RIO – Cinquenta e sete cidades com 26% do eleitorado brasileiro (38,2 milhões de pessoas) vão novamente às urnas neste domingo para escolher o prefeito dos próximos quatro anos. Nas duas principais capitais, os dois candidatos à reeleição chegam ao dia da votação em situações distintas. Enquanto Bruno Covas (PSDB) lidera a apertada disputa em São Paulo contra Guilherme Boulos (PSOL), no Rio Marcelo Crivella (Republicanos) está bem atrás do ex-prefeito Eduardo Paes (DEM).
Na eleição em meio ao recrudescimento da pandemia no Brasil, um fator uniu candidatos de diversos partidos preocupados com a própria popularidade: da situação à oposição nos municípios, ninguém quis se comprometer com medidas de restrição da economia ou da circulação de pessoas que pudessem acarretar prejuízos nas urnas.
O vírus, porém, ignorou o calendário eleitoral. Na disputa de Goiânia, Maguito Vilela (MDB), o favorito a vencer segundo as pesquisas, está internado numa UTI em São Paulo. Justamente na capital paulista, Boulos, a surpresa do primeiro turno nas grandes cidades, não poderá votar porque está em isolamento após o diagnóstico de Covid.
Além da urgência de gestão pública em meio ao aumento de casos e mortes, a eleição será determinante também para o futuro dos políticos submetidos ao voto.
A disputa no Rio recoloca Paes e Crivella em momentos bem diferentes das carreiras. Depois de deixar a prefeitura com boa popularidade, o agora candidato do DEM sofreu reveses consecutivos no Rio e se viu obrigado a recomeçar. Deve derrotar um político que também reescreveu sua trajetória. Crivella acumulou insucessos eleitorais, e elegeu-se prefeito há quatro anos quando procurou afastar-se do estigma de líder religioso e enfrentou adversários que sofriam com alto índice de rejeição.
Mal avaliado ele próprio na sua gestão, deu um cavalo de pau no discurso político: mais além do conservadorismo, abraçou-se ao radicalismo bolsonarista no segundo turno, o que pode limitar suas possibilidades em eleições futuras se confirmada a previsão de que deixa a prefeitura no fim deste ano. O segundo turno no Rio transcorreu sem variação na projeção apontada pelas pesquisas de vitória de Paes, mas com crescente virulência e baixo nível na troca de ataques entre os dois.

──────

Liste todos os partidos políticos mencionados no texto sobre o segundo turno das eleições municipais. Os registros não têm nenhum papel neste trabalho.

──────

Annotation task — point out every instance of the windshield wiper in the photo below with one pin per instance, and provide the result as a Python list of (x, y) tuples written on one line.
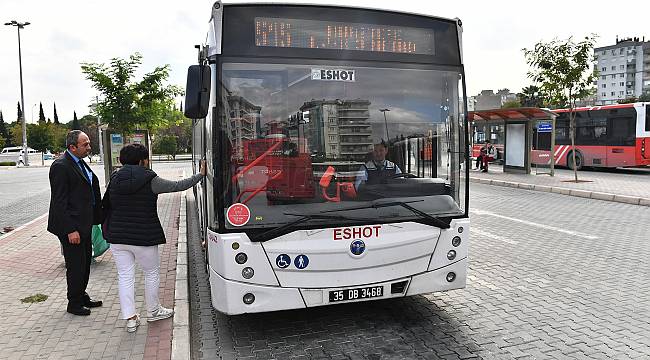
[(284, 229), (405, 204)]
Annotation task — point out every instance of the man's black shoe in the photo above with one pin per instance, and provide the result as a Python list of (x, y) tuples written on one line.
[(93, 303), (81, 311)]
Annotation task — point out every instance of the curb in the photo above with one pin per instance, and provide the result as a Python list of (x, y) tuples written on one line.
[(634, 200), (21, 227), (181, 330)]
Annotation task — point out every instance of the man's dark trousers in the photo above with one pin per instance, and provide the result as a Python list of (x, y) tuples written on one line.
[(77, 263)]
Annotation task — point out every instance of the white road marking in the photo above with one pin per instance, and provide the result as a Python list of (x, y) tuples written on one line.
[(530, 223), (492, 236)]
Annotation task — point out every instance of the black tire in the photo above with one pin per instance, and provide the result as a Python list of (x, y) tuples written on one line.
[(579, 160)]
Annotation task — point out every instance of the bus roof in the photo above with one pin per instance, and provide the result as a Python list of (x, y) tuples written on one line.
[(603, 107), (455, 20)]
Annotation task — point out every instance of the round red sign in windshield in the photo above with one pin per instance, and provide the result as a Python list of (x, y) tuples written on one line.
[(238, 214)]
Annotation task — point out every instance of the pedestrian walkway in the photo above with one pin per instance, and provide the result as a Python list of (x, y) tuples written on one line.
[(31, 263), (620, 185)]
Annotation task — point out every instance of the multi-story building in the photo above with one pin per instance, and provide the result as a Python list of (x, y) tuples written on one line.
[(339, 129), (624, 70)]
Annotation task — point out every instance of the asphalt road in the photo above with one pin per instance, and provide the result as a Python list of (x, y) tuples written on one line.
[(550, 277), (25, 192)]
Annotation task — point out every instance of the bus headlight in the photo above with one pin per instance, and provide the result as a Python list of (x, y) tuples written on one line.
[(241, 258), (455, 241), (249, 298), (247, 273)]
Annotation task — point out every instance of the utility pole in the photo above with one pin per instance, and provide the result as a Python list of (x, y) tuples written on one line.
[(22, 97), (99, 130)]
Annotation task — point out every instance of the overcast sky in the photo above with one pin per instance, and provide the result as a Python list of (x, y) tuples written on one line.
[(67, 32)]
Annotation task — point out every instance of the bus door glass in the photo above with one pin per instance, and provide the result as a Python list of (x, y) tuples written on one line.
[(621, 137)]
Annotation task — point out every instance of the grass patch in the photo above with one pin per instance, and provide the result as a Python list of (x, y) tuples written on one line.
[(34, 298)]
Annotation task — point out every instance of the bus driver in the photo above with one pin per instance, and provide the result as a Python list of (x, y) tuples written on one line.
[(378, 169)]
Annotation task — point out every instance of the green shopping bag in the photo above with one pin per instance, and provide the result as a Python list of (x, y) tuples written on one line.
[(99, 244)]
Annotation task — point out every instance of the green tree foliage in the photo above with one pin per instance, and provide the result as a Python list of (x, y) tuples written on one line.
[(56, 116), (129, 104), (530, 96), (40, 136), (75, 123), (17, 133), (88, 124), (563, 70), (5, 137), (165, 145), (41, 115)]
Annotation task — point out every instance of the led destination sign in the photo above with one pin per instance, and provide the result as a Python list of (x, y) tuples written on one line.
[(314, 34)]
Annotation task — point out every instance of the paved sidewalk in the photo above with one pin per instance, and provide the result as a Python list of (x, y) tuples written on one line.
[(631, 186), (31, 263)]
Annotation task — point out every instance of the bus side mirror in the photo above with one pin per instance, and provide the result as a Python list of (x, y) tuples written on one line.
[(197, 92)]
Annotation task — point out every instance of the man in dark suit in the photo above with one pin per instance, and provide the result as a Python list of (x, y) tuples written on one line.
[(75, 205)]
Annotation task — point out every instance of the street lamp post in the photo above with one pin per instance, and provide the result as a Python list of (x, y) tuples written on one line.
[(22, 96), (386, 124)]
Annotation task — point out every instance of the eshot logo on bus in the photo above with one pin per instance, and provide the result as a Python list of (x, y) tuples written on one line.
[(333, 75), (363, 232)]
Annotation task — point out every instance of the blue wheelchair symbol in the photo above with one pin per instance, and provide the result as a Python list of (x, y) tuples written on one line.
[(301, 261), (283, 261)]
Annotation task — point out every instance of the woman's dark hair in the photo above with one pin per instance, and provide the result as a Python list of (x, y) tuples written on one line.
[(132, 154)]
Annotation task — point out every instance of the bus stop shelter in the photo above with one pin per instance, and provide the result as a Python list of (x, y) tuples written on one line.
[(525, 136)]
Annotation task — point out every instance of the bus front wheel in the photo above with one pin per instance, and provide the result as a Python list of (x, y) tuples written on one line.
[(579, 161)]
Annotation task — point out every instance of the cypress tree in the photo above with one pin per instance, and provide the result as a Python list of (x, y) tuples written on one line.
[(4, 134), (20, 113), (41, 114), (75, 122)]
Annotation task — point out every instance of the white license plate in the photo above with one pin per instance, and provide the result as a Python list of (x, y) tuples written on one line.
[(356, 293)]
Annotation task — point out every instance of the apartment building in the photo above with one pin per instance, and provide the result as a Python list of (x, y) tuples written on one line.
[(624, 70)]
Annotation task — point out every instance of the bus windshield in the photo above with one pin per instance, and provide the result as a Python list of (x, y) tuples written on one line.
[(319, 137)]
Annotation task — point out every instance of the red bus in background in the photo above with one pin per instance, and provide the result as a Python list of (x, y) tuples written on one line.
[(606, 136)]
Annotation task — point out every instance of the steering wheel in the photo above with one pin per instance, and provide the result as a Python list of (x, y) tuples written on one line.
[(403, 175)]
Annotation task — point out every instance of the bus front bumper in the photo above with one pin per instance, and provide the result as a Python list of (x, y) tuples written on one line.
[(229, 297)]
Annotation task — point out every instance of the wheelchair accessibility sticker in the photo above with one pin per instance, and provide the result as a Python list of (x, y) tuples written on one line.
[(283, 261), (301, 261)]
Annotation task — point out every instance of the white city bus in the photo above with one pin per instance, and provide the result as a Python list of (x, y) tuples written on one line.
[(334, 139)]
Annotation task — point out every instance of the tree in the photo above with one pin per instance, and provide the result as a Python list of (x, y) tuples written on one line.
[(41, 115), (563, 70), (75, 123), (165, 145), (56, 116), (20, 115), (88, 124), (129, 104), (5, 137), (40, 136), (530, 96)]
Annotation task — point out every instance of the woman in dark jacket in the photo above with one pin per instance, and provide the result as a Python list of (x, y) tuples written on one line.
[(134, 229)]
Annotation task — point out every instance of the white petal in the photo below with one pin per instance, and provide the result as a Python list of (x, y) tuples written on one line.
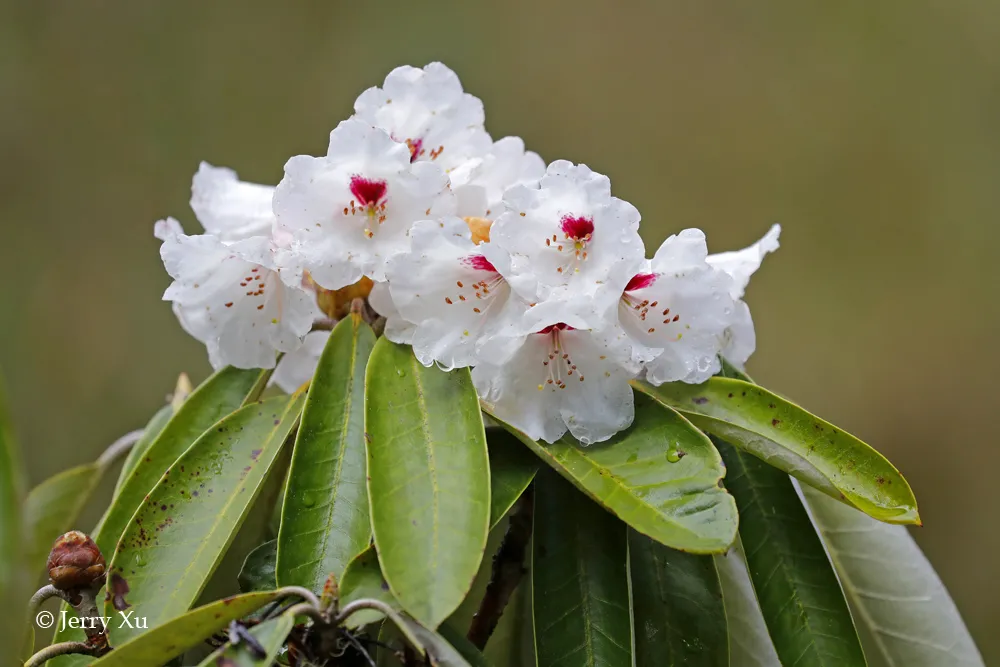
[(228, 207), (741, 264), (480, 183), (397, 329), (428, 110), (296, 368), (349, 211), (572, 247), (559, 380), (451, 292)]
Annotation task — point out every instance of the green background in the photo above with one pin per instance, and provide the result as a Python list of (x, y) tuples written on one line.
[(869, 128)]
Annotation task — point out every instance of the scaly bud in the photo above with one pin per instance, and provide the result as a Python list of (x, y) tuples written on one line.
[(75, 562)]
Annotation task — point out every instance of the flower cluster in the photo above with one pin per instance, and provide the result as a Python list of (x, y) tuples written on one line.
[(481, 256)]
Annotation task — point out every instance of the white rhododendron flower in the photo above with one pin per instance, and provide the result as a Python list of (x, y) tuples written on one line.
[(229, 208), (571, 246), (481, 256), (562, 379), (229, 296), (427, 110), (296, 368), (351, 210), (456, 298), (480, 183)]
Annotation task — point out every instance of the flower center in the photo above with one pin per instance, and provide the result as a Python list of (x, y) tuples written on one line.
[(644, 308), (369, 200), (557, 364)]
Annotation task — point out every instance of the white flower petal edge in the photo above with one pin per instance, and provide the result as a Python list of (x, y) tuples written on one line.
[(741, 264), (229, 208), (678, 311), (230, 298), (427, 110), (296, 368), (480, 183), (572, 247), (562, 379), (452, 293), (397, 329), (349, 211)]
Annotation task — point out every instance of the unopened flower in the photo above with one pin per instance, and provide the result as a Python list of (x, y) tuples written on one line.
[(563, 378), (427, 110), (452, 293), (571, 246), (230, 297), (346, 213), (75, 562), (229, 208)]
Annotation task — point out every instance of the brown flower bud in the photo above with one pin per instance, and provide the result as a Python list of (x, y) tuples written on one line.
[(75, 562)]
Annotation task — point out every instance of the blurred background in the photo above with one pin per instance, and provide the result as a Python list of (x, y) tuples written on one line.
[(870, 130)]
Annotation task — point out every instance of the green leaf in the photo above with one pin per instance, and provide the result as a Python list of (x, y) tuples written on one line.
[(512, 467), (363, 579), (171, 639), (895, 589), (179, 534), (217, 397), (270, 634), (661, 476), (324, 520), (257, 573), (678, 613), (580, 580), (799, 594), (53, 507), (749, 642), (428, 480), (13, 593), (789, 438), (138, 451)]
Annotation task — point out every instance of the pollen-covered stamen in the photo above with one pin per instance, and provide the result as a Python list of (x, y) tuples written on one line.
[(558, 365), (370, 201)]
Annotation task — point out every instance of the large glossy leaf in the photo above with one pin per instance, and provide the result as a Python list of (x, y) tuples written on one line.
[(324, 520), (257, 573), (428, 480), (217, 397), (678, 614), (799, 594), (179, 534), (270, 635), (138, 451), (579, 579), (156, 647), (363, 579), (661, 476), (12, 574), (787, 437), (749, 642), (896, 590), (512, 467), (52, 508)]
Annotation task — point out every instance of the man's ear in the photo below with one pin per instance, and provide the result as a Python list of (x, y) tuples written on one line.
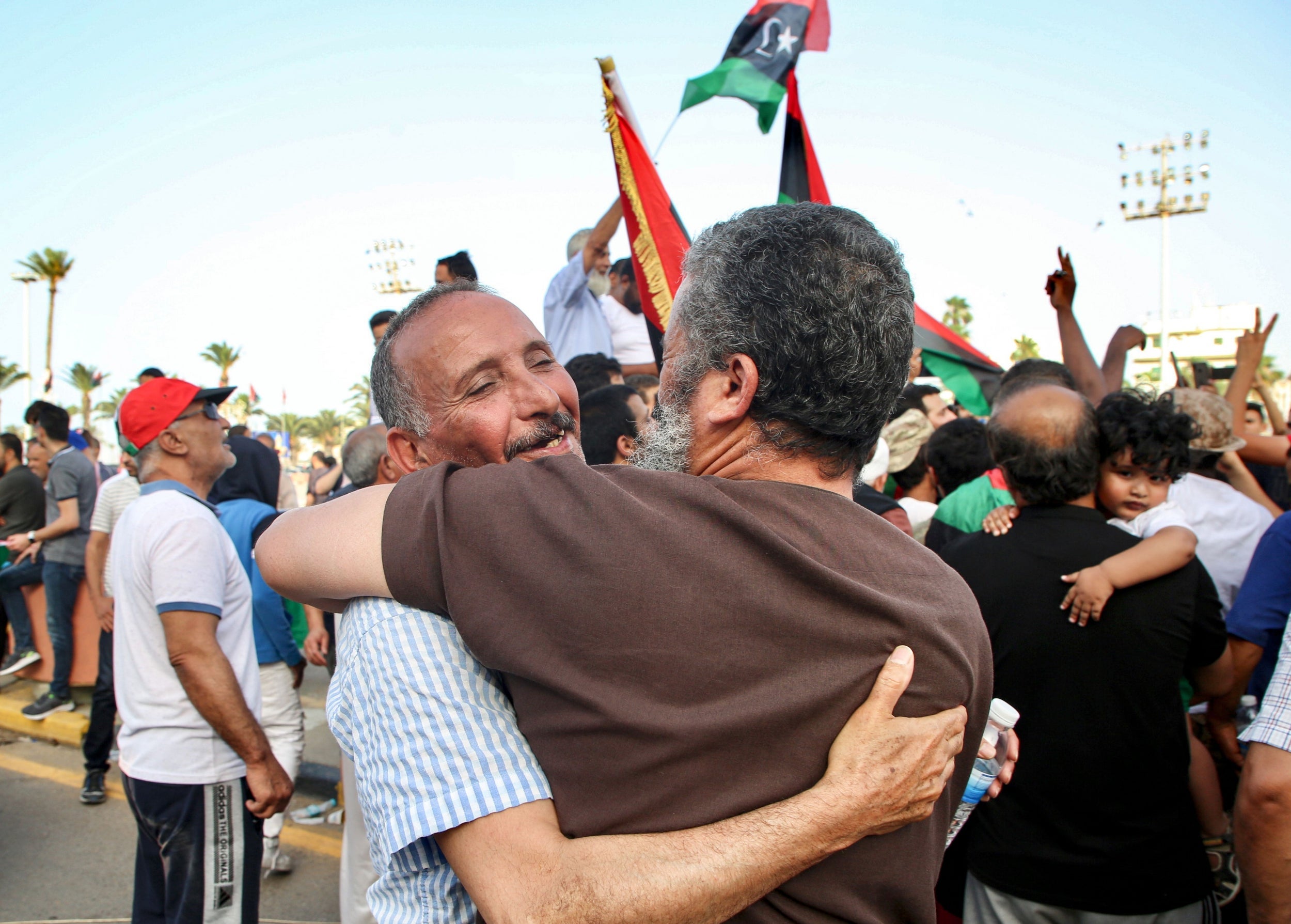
[(402, 449), (731, 390), (388, 473), (172, 444)]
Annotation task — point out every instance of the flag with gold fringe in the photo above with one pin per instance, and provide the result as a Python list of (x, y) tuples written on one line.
[(659, 240)]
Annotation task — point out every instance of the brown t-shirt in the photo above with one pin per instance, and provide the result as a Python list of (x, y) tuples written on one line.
[(683, 650)]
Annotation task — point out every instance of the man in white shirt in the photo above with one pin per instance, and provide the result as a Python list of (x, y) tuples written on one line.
[(571, 310), (1228, 524), (187, 683), (628, 325)]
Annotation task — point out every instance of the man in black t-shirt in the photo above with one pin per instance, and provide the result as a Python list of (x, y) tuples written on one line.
[(1098, 817)]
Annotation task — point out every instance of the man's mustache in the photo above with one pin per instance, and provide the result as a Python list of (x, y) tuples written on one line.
[(544, 431)]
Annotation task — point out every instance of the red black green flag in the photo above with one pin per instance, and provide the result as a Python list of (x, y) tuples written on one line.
[(801, 180), (962, 368), (762, 55)]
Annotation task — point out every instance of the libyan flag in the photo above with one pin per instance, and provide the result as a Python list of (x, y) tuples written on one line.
[(762, 56), (962, 368)]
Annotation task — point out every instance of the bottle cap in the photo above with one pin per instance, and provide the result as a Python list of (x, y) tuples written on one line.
[(1002, 714)]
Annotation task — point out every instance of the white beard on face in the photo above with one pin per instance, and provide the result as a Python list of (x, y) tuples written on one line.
[(665, 444), (598, 283)]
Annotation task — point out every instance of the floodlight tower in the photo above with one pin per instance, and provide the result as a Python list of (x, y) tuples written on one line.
[(1166, 206), (388, 257)]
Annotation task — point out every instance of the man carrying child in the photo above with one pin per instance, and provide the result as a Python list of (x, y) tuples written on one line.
[(1099, 817)]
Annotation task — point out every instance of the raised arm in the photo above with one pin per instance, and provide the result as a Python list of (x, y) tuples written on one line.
[(1277, 420), (1076, 353), (598, 243), (1114, 361), (882, 775), (326, 555), (1250, 351)]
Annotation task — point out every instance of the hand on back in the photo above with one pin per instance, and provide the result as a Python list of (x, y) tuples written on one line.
[(890, 770)]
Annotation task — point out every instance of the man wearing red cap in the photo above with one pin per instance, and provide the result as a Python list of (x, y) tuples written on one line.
[(197, 767)]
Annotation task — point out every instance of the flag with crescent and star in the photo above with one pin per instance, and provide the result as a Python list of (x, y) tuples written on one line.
[(762, 55)]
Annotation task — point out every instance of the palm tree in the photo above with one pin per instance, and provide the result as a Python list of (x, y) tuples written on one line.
[(244, 407), (106, 411), (224, 356), (327, 428), (293, 425), (360, 399), (1027, 349), (53, 268), (958, 315), (84, 379), (9, 374)]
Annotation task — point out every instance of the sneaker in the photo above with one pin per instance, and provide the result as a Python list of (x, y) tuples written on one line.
[(47, 705), (1228, 879), (274, 860), (17, 661), (92, 790)]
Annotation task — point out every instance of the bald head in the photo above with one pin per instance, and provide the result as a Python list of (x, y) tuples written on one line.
[(1045, 438), (362, 455)]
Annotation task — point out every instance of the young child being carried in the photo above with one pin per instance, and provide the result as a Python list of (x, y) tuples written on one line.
[(1143, 443)]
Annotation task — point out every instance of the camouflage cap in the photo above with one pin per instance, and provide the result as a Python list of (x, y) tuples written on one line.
[(905, 435), (1213, 415)]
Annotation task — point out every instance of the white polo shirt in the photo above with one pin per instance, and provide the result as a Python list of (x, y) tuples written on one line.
[(169, 553)]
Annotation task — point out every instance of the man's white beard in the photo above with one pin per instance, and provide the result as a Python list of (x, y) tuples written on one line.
[(598, 283), (665, 444)]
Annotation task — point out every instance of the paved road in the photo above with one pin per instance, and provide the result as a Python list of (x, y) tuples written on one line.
[(60, 858)]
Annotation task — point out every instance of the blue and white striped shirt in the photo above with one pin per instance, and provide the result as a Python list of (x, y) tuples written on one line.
[(434, 742)]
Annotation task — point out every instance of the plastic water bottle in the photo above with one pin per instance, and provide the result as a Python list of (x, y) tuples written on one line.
[(1243, 715), (984, 771)]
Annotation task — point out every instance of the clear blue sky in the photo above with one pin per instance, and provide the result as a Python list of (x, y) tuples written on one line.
[(218, 172)]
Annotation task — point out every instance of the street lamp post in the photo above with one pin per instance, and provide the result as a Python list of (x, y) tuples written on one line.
[(26, 278), (1166, 206), (388, 257)]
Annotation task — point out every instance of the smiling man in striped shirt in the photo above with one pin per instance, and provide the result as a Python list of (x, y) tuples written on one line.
[(445, 772)]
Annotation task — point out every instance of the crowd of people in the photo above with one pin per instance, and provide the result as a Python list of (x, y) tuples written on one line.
[(595, 686)]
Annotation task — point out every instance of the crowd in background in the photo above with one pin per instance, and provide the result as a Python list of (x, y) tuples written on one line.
[(1100, 529)]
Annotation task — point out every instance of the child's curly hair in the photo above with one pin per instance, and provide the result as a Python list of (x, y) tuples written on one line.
[(1151, 428)]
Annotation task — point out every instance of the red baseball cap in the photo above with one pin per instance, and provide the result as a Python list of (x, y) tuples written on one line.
[(151, 408)]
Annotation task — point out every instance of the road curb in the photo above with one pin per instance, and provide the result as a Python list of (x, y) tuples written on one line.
[(62, 728), (293, 835)]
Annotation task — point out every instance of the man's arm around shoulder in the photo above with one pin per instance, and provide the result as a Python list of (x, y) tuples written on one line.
[(884, 773), (328, 554)]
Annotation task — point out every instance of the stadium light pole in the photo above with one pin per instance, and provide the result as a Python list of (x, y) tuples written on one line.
[(1166, 206), (26, 278), (388, 257)]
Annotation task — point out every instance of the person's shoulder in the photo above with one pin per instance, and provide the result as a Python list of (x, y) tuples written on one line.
[(969, 547)]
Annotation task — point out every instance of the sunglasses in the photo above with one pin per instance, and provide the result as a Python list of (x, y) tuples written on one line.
[(211, 410)]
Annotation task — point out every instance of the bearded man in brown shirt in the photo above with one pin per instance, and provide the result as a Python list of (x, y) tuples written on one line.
[(760, 602)]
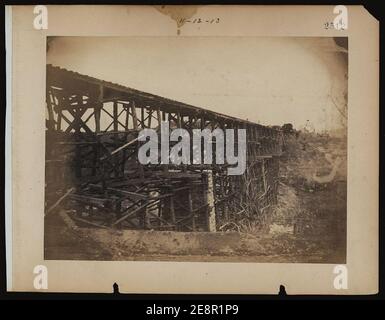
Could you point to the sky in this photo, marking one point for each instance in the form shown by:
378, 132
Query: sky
271, 81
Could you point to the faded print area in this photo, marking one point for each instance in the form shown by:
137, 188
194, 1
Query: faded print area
289, 94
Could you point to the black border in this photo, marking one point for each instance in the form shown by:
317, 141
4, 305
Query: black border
248, 303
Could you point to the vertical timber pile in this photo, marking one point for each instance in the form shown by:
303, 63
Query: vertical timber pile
92, 144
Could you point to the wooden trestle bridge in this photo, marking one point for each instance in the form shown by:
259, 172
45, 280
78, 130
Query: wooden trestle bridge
93, 172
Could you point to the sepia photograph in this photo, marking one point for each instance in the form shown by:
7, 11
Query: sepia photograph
192, 150
196, 149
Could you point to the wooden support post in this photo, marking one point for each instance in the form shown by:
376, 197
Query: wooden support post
211, 222
191, 210
116, 141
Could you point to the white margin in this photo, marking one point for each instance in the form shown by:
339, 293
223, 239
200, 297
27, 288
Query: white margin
8, 146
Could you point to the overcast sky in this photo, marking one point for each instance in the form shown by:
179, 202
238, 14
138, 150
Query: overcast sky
271, 81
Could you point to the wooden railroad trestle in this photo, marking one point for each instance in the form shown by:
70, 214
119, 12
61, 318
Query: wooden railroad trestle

──────

* **Resposta escrita**
PSDB, PSOL, Republicanos, DEM e MDB.